Ridley Drive in the Delco suburb of Wallingford is an unlikely home for a professional sports team. A sleepy cul-de-sac off the main road, it’s flanked on one side by a row of two-story brick houses, on the other by what appears to be a cow pasture. About a hundred yards after the turnoff, a small yellow sign warns: “Slow: Children at Play.” On a brisk Tuesday morning in March, the sign assumes a double meaning.
Over on the pasture—which turns out to be the practice field of the Philadelphia Union, the city’s 3-year-old Major League Soccer (MLS) franchise—16-year-old Zach Pfeffer struggles to free himself for a shot in a five-on-five scrimage. Staring him down in goal is fellow rookie, 19-year-old Zac MacMath. Off beyond the sideline doing calisthenics with the rest of the squad is another rookie, 21-year-old Ryan Richter, a La Salle guy.
These young men represent the new faces of MLS, a league that’s gone through nearly as many incarnations as it has seasons.
When it opened for business in 1996, MLS was hailed as the Zion of the exiled American stars who’d long been forced to toil in distant lands. National team icons like John Harkes and Tab Ramos flocked home from Europe to kick off a new era in American soccer.
Next came the MLS-as-international-retirement-home phase. Washed-up greats like German legend Lothar Matthaus and Mexican striker Luis Hernández arrived to great acclaim, only to disappoint fans with underwhelming performances and a distinct lack of interest.
After that, a surge of young American talent—DaMarcus Beasley, Landon Donovan, Freddy Adu—gave the league a much needed, albeit temporary, shot in the arm.
Then, in 2007, the David Beckham era. The English megastar signed a five-year, $250 million deal to play for the Los Angeles Galaxy. To reconcile Beckham’s $6.5 million annual salary (the rest comes from endorsements) with its $2.1 million salary cap, MLS introduced the Designated Player (DP) rule, which allowed each club to sign one player at an unlimited salary with only the first $400,000 counting against the cap.
Beckham’s arrival triggered frenzied speculation about an impending influx of expensive international stars. It hasn’t happened. Although MLS clubs have landed some marquee talents under the DP rule, including French striker Thierry Henry and Mexican and former Barcelona defender Rafa Marquez, they have been few and far in between. Only two Designated Players have been brought in for the new season, and the majority of the league’s 18 teams don’t have any.
It turns out the coming of the Beckham era was a mirage. Instead, his four years in America have witnessed MLS’ evolution into its latest—and perhaps most lasting—incarnation as a home for up-and-coming talent. Young players, many still in their teens, now command a sizeable share of just about every club’s roster, and a number are rapidly emerging as full-fledged stars. Last season’s rookie of the year, Andy Najar of D.C. United, was 17 when he won the award.
Fittingly, the biggest story of the new season’s first weeks has been the New York Red Bulls’ 18-year-old striker, Juan Agudelo. A product of the club’s youth system, Agudelo bagged the winner in the Red Bulls’ 1-0 victory over Seattle in Week One. Several days later, he equalized for the U.S. national team in its 1-1 draw with Argentina.

▶ Raw data:

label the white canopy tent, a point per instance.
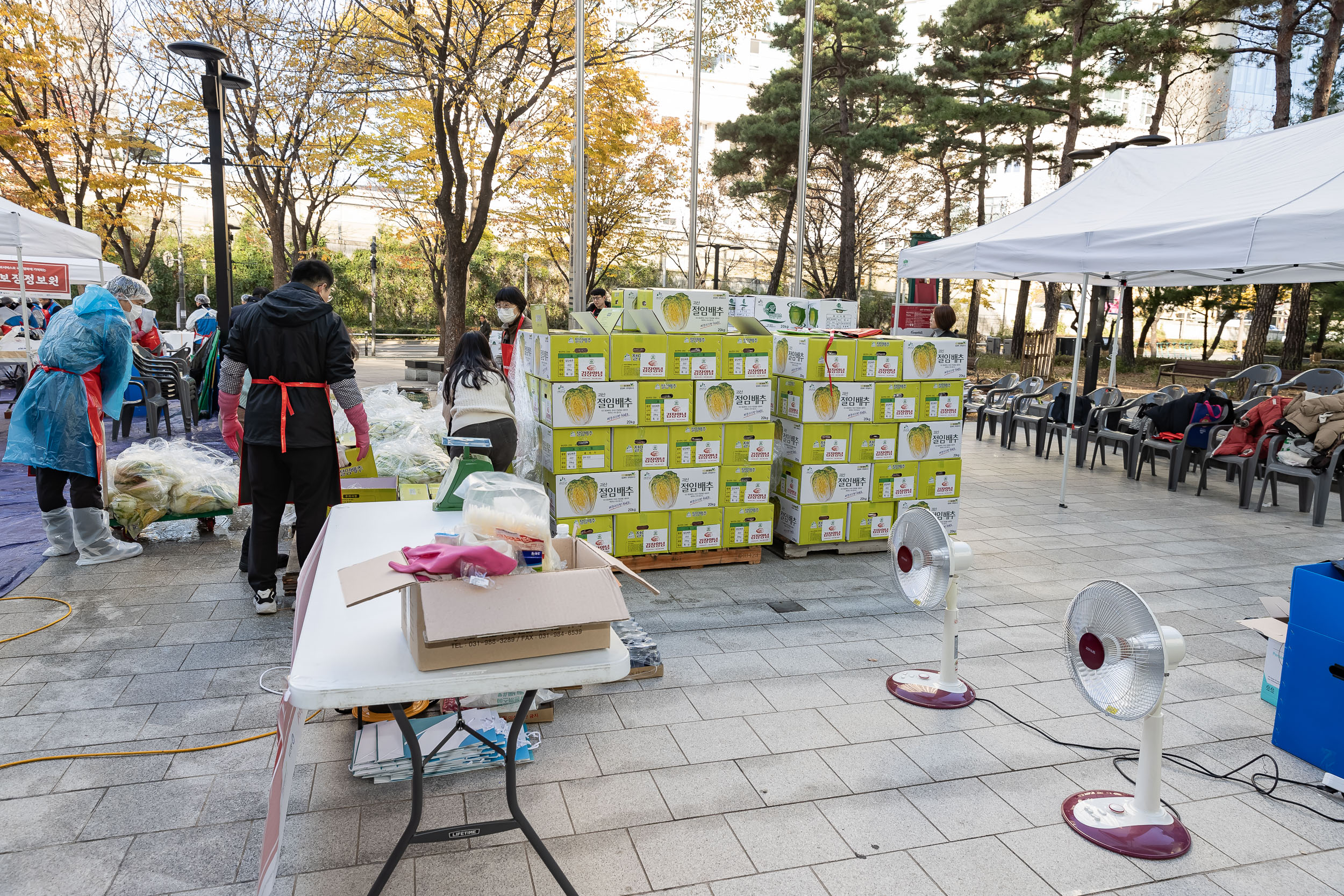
(1267, 209)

▶ Tasks to perform:
1. In one to three sentences, explain why Major League Soccer created the Designated Player rule, according to the article on the league.
2. In the Major League Soccer article, how old was Andy Najar when he was named rookie of the year?
3. Extend the Major League Soccer article beyond its final sentence.

▶ Exercise answers:
1. MLS created the Designated Player rule so that David Beckham's $6.5 million annual salary could fit with the league's $2.1 million salary cap. Under the rule, each club could sign one player at an unlimited salary, and only the first $400,000 counted against the cap.

2. He was 17.

3.
This trend is no accident. In recent years, MLS has dramatically recommitted itself to nurturing young talent. In 2007, the league mandated that all clubs establish youth development programs, or academies, similar to those in Europe and South America. That edict coincided with the creation of the U.S. Soccer Development Academy, whose Academy League features both MLS academy teams and top youth clubs.
Complementing the academy system has been the Homegrown Player initiative, also instituted by the league in 2007, which gives clubs first option on signing players registered for at least a year in their youth programs. Previously, all players entering the league were thrown into the MLS SuperDraft, where they could be scooped up by the earliest bidder. The setup served as a powerful disincentive against investing too heavily in local talents, who could just as easily end up with a conference rival as with the team that had devoted untold amounts of time and resources developing them.
Since 2007, nearly 40 homegrown players have joined MLS. In December, then-15-year-old Zach Pfeffer became the Union’s first homegrown signing and the league’s fourth-youngest player. Pfeffer, a native of Dresher, Pa., who has played for local youth powerhouse FC Delco and the Under-14, U-15 and U-17 national teams, was called up in July to compete for the Union academy team at the league’s SUM U-17 Cup in Houston. After impressing the coaches with his performances, Pfeffer was invited to train with the Union first team for the rest of the season. A few months later, the Union offered him a professional contract.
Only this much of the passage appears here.